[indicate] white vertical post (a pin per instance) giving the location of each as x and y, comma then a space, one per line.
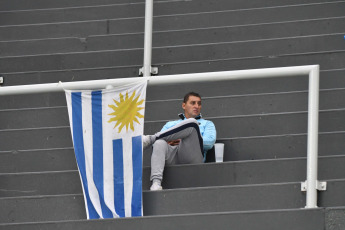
313, 128
148, 38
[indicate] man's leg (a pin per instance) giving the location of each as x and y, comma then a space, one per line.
190, 149
162, 153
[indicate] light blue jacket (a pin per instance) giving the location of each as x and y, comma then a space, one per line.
207, 130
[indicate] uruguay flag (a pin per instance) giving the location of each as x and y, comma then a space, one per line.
107, 128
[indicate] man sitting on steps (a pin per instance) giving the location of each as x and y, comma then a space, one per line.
183, 141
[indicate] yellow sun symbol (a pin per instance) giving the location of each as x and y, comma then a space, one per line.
126, 111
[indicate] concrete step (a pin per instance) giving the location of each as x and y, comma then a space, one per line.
170, 54
329, 78
181, 176
177, 201
303, 219
9, 5
37, 160
213, 107
328, 61
266, 125
112, 11
248, 42
174, 21
280, 146
238, 198
182, 37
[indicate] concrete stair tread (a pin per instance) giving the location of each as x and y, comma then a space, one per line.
195, 20
247, 220
282, 105
133, 10
200, 175
254, 47
178, 201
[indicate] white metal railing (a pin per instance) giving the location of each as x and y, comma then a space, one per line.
310, 186
147, 69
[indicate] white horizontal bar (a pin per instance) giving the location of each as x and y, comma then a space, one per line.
160, 80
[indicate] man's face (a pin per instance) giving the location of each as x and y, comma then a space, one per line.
192, 107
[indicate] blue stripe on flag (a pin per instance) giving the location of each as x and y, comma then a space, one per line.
97, 132
137, 175
119, 196
79, 148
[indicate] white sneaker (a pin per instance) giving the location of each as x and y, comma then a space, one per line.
155, 187
146, 141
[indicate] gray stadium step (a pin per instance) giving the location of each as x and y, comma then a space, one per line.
228, 127
184, 37
177, 201
37, 160
280, 146
182, 176
130, 10
303, 219
174, 22
327, 60
266, 124
9, 5
215, 51
240, 106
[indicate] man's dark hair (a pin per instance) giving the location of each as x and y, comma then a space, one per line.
186, 97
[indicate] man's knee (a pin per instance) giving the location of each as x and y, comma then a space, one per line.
160, 144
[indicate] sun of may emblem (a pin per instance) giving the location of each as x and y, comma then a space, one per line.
126, 111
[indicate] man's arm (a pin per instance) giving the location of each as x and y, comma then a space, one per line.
209, 135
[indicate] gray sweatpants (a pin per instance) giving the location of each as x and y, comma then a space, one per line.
189, 151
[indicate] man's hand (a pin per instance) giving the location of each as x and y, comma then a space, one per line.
174, 142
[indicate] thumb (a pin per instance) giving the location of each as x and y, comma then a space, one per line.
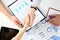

- _WHAT THIS TASK INVOLVES_
Rewrite every one of the entries above as a numbered list, omitting any blank lines. Leave the pictures out of the answer.

- _FULL ANSWER_
1. [indicate] white vertical post (a pin per instance) giving the location of each as x and y, comma then a space, one per line.
2. 313, 128
3. 148, 38
4. [indicate] man's leg (a pin per instance) giving the location of each as x and y, comma then a space, one per line.
5. 190, 149
6. 162, 153
7. [indicate] light blue jacket (a pin per instance) giving the location of each as x and y, comma then a space, one per line.
8. 207, 130
9. [indicate] uruguay flag (a pin per instance) giving the location of each as x and y, comma then a space, one per line.
10. 107, 128
11. [indicate] man sitting on steps (a pin per instance) giving the location of each as x and y, comma then a space, one per line.
12. 183, 141
13. [indicate] yellow sun symbol (a pin per instance) giving the location of each as x and y, comma then a space, one per line.
14. 126, 111
15. [indicate] concrete step (a pin per instance) giving the location of each as x and y, comma then a space, one per line.
16. 170, 54
17. 329, 78
18. 181, 176
19. 177, 201
20. 303, 219
21. 9, 5
22. 37, 160
23. 213, 107
24. 328, 61
25. 266, 125
26. 112, 11
27. 248, 42
28. 174, 21
29. 280, 146
30. 238, 198
31. 182, 37
32. [indicate] concrete stair tread (a pin per instance) giving the location of each as x and y, comma then a space, one per line.
33. 195, 20
34. 247, 220
35. 282, 105
36. 133, 10
37. 200, 175
38. 254, 47
39. 178, 201
40. [indicate] white metal railing (a pin per instance) giving the location of each as x and y, comma then a space, one per line.
41. 310, 186
42. 147, 69
43. [indicate] white horizontal bar (a pin per instance) giving the location of each as x and y, comma then a space, one per line.
44. 160, 80
45. [indicate] man's face (a pin per instance) giving the location of each as x and y, comma then a space, one per line.
46. 192, 107
47. [indicate] blue stripe on flag (a pin per instance) giving the location of each as x and y, comma then a space, one per line.
48. 97, 132
49. 137, 175
50. 119, 196
51. 79, 148
52. [indicate] white sneaker (a pin per instance) giving the location of each as x and y, comma then a space, one per line.
53. 155, 187
54. 146, 141
55. [indicate] gray stadium step (a pin per instance) giving the location of each as x and y, comma then a space, one per line.
56. 228, 127
57. 184, 37
58. 177, 201
59. 37, 160
60. 280, 146
61. 182, 176
62. 130, 10
63. 303, 219
64. 174, 22
65. 327, 60
66. 266, 124
67. 9, 5
68. 215, 51
69. 240, 106
70. [indicate] man's dark hair (a pin per instance) giving the location of each as x and y, comma then a space, one per line.
71. 186, 97
72. [indicate] man's knee (a pin per instance) giving the location of each as x and y, comma then a space, one per line.
73. 160, 144
74. [indicate] sun of may emblem (a pin per instance) giving the location of each as x and y, comma then a space, one per line.
75. 126, 111
76. [indicate] man's arm (a pin per instance) giving the location of each as x and y, comma then a space, one per line.
77. 209, 135
78. [indicate] gray sweatpants (a pin per instance) giving the location of each as x and y, comma then a space, one per line.
79. 189, 151
80. [indicate] man's hand (a pin per instance) giving the location of each as x and y, comma then a space, one per line.
81. 174, 142
82. [indicate] thumb (a pin per instance) giving the location of each as x and y, comma then a space, one per line.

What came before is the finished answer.